◆ What to do:
With the pictures left out, return exactly the lines from the one containing "Could you identify the smiling" through the end of the listing below.

◆ Exercise material:
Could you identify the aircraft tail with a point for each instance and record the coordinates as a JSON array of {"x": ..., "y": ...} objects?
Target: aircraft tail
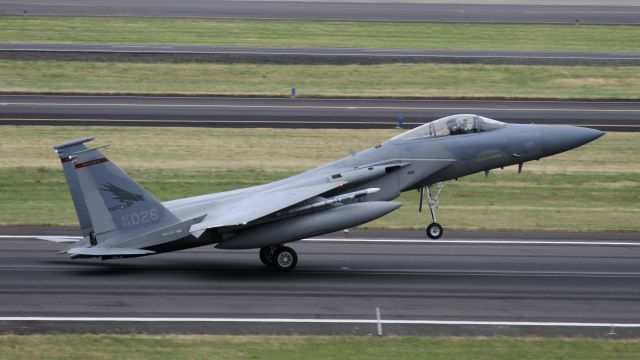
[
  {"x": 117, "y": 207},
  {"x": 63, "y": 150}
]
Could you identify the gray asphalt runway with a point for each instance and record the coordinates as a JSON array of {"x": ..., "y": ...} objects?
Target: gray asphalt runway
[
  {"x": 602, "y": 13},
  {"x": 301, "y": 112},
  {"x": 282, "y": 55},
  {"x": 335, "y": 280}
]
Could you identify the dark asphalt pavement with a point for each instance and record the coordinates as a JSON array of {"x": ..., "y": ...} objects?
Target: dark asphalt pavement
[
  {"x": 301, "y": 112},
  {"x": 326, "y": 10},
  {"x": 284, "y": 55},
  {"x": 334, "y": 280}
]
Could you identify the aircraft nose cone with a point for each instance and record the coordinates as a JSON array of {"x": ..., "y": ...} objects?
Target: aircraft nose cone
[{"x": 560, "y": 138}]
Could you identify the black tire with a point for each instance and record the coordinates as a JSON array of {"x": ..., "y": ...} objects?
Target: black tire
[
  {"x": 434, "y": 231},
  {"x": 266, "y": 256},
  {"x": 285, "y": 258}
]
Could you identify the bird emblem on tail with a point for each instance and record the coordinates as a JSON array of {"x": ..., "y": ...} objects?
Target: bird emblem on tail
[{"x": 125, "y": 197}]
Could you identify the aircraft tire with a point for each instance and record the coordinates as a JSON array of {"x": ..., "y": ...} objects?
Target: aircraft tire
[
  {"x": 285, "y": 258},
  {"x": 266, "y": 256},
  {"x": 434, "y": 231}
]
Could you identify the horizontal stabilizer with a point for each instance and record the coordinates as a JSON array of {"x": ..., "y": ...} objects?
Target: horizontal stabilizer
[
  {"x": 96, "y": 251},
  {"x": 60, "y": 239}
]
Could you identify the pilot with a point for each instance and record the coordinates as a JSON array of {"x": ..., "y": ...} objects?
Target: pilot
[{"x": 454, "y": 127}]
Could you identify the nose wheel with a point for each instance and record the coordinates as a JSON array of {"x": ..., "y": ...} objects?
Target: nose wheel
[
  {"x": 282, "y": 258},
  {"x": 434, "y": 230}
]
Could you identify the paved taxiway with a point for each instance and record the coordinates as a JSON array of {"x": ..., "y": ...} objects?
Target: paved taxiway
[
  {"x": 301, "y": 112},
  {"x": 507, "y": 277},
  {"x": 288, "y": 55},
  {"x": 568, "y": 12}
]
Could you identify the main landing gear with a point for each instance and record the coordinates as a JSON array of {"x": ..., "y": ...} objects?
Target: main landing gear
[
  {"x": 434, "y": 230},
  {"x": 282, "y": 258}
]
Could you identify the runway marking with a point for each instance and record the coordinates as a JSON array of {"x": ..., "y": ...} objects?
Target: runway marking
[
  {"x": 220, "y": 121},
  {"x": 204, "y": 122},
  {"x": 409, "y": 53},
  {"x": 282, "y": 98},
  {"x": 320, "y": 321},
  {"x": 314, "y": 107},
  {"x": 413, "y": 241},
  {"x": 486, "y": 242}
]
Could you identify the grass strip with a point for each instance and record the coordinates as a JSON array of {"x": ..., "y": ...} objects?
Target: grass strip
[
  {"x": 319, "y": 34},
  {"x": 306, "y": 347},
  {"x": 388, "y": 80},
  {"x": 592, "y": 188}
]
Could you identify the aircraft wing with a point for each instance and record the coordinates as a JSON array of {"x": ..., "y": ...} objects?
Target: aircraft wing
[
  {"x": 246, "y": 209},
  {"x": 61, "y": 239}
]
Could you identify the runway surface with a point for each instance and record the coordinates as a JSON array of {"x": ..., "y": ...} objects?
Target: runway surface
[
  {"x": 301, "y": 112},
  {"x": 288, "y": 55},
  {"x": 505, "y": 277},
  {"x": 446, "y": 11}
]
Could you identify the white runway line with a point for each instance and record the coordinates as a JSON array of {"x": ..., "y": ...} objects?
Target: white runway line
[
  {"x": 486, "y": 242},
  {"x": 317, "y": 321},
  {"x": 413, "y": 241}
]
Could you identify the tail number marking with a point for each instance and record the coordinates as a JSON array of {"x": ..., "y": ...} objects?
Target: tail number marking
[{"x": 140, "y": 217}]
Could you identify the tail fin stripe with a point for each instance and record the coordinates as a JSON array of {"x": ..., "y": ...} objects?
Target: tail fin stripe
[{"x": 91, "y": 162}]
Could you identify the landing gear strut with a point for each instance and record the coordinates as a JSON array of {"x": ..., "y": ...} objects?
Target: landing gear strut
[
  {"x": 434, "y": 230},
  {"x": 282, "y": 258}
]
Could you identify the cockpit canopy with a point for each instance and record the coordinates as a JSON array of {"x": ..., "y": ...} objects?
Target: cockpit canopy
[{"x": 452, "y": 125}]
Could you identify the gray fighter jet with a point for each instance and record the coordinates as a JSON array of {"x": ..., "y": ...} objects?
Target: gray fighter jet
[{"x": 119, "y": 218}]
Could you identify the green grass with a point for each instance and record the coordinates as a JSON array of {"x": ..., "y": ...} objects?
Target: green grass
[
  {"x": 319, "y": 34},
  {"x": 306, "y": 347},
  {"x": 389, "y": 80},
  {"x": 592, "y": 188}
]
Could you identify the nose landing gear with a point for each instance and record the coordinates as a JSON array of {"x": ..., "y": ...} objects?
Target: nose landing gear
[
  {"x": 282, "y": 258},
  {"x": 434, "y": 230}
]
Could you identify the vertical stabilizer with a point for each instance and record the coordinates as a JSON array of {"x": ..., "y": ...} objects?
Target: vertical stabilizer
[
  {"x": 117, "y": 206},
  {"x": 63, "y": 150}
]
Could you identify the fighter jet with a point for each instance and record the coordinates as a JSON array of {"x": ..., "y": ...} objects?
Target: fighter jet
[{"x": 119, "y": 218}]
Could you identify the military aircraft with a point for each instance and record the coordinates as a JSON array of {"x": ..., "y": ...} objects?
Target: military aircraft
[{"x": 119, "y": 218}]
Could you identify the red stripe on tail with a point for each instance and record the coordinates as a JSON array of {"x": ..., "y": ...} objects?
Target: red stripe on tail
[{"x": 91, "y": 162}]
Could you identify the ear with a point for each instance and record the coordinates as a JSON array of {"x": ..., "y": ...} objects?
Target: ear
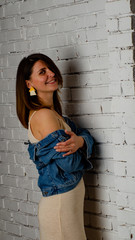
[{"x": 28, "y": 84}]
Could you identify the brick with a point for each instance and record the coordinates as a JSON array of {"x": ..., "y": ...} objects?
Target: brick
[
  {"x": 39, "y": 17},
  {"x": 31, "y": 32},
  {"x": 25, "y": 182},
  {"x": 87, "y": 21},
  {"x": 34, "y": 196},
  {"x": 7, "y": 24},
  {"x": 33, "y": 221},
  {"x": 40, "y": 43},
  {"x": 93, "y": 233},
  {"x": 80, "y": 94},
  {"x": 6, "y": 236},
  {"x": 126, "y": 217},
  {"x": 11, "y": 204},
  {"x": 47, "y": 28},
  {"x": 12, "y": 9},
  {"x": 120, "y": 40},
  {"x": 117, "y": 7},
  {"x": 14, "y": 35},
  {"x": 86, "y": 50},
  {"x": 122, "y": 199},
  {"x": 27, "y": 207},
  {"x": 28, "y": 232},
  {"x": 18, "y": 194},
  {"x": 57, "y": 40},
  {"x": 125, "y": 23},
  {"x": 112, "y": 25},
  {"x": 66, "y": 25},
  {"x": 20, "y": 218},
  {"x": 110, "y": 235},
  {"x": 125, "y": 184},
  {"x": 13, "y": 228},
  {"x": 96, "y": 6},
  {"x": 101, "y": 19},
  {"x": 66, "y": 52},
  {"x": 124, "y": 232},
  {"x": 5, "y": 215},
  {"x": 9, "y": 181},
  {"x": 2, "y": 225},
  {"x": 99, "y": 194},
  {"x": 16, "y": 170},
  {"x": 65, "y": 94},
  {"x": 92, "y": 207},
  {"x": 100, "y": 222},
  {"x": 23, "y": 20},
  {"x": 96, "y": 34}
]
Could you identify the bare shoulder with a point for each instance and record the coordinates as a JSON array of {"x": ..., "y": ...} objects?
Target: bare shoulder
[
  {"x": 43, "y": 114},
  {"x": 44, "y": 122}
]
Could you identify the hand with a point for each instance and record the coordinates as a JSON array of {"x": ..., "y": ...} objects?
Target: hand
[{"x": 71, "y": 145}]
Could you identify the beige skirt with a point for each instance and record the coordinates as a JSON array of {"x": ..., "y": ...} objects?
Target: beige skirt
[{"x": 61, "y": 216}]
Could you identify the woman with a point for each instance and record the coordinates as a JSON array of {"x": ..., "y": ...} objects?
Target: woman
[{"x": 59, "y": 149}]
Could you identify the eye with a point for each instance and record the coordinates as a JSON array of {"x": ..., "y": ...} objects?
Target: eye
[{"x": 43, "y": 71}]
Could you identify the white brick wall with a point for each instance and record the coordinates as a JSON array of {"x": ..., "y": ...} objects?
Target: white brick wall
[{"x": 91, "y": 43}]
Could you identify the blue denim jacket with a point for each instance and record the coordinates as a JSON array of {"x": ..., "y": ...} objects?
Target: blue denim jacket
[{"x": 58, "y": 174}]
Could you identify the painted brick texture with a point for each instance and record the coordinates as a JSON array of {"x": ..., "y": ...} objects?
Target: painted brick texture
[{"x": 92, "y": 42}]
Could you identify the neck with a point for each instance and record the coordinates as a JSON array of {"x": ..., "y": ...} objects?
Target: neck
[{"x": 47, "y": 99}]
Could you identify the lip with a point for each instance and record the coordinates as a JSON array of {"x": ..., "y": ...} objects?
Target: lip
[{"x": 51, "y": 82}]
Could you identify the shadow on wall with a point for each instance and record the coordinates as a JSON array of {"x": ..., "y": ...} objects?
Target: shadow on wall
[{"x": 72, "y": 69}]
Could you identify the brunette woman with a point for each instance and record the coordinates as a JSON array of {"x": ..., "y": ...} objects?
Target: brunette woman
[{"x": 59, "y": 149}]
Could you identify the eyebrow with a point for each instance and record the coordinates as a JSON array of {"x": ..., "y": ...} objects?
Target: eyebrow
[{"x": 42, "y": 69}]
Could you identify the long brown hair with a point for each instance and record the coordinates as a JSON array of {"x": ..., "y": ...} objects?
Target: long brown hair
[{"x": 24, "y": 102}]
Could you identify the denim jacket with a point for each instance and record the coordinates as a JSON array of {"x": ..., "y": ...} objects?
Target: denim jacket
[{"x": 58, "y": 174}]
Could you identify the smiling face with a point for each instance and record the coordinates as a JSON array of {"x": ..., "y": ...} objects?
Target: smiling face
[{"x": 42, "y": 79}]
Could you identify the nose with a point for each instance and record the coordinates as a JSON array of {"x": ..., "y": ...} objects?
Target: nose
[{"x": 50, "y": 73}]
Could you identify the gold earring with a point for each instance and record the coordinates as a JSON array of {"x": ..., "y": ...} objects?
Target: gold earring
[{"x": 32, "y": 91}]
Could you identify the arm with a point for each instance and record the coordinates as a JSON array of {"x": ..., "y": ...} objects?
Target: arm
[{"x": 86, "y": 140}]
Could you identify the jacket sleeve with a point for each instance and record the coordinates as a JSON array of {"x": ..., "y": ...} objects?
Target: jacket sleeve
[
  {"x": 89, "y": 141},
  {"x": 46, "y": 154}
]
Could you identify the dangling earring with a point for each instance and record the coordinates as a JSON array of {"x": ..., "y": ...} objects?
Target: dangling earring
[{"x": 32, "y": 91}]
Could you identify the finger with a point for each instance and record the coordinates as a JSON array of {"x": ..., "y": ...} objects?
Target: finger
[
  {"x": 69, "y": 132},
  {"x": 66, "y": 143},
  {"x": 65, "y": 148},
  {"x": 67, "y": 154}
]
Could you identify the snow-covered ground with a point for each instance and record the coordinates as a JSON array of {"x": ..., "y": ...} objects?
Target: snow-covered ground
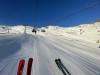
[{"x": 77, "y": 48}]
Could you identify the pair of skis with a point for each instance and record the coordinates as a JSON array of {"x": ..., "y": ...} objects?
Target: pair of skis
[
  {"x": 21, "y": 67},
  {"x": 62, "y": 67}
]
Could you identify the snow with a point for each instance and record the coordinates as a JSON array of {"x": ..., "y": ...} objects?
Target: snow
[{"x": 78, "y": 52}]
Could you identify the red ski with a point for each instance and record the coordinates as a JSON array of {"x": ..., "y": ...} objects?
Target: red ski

◆ Reply:
Could you identify the smiling face with a point for each instance and record the coordinates as a JSON array of {"x": ..., "y": ...} objects?
Target: smiling face
[{"x": 42, "y": 79}]
Could you identify the nose with a point for each instance and record the coordinates as a JSON array of {"x": ..., "y": ...} objects?
Target: nose
[{"x": 50, "y": 73}]
Could you identify the gold earring with a point for each instance and record the coordinates as a JSON array of {"x": ..., "y": ...} objects?
Target: gold earring
[{"x": 32, "y": 91}]
Could you identify the arm with a point for each instance and record the coordinates as a JSON array of {"x": ..., "y": ...} objects?
Target: arm
[{"x": 86, "y": 140}]
Could you identify the jacket sleeve with a point for each instance and record the coordinates as a JSON array of {"x": ..., "y": ...} objects?
Target: jacket sleeve
[
  {"x": 89, "y": 141},
  {"x": 46, "y": 154}
]
Could you identify the dangling earring with a point for each instance and record the coordinates as a JSON array of {"x": ..., "y": ...} objects?
Target: dangling earring
[{"x": 32, "y": 91}]
Could you identify the finger with a point for each instance and record the coordinates as a JSON array of {"x": ..., "y": ...} objects?
Target: finger
[
  {"x": 69, "y": 132},
  {"x": 66, "y": 143},
  {"x": 65, "y": 148},
  {"x": 67, "y": 154}
]
Could you identify the snow-covered ground with a point for each instance and record the coordinates as a JSON array of {"x": ..., "y": ...} objects?
Target: snow-covered ground
[{"x": 77, "y": 48}]
Could you identify the pair of skis with a point for each instance and record the coordinates as a JSON array of {"x": ..., "y": ...} objects?
Target: pair of skis
[
  {"x": 21, "y": 67},
  {"x": 62, "y": 67}
]
Could you identify the snow with a point for each instance and record the coordinates as a JSON array of {"x": ..., "y": ...} objects?
Target: snow
[{"x": 78, "y": 52}]
Could you identify the red ski with a point for each instance and record the coordinates as a JSON array of {"x": ..., "y": ...} objects?
Target: red ski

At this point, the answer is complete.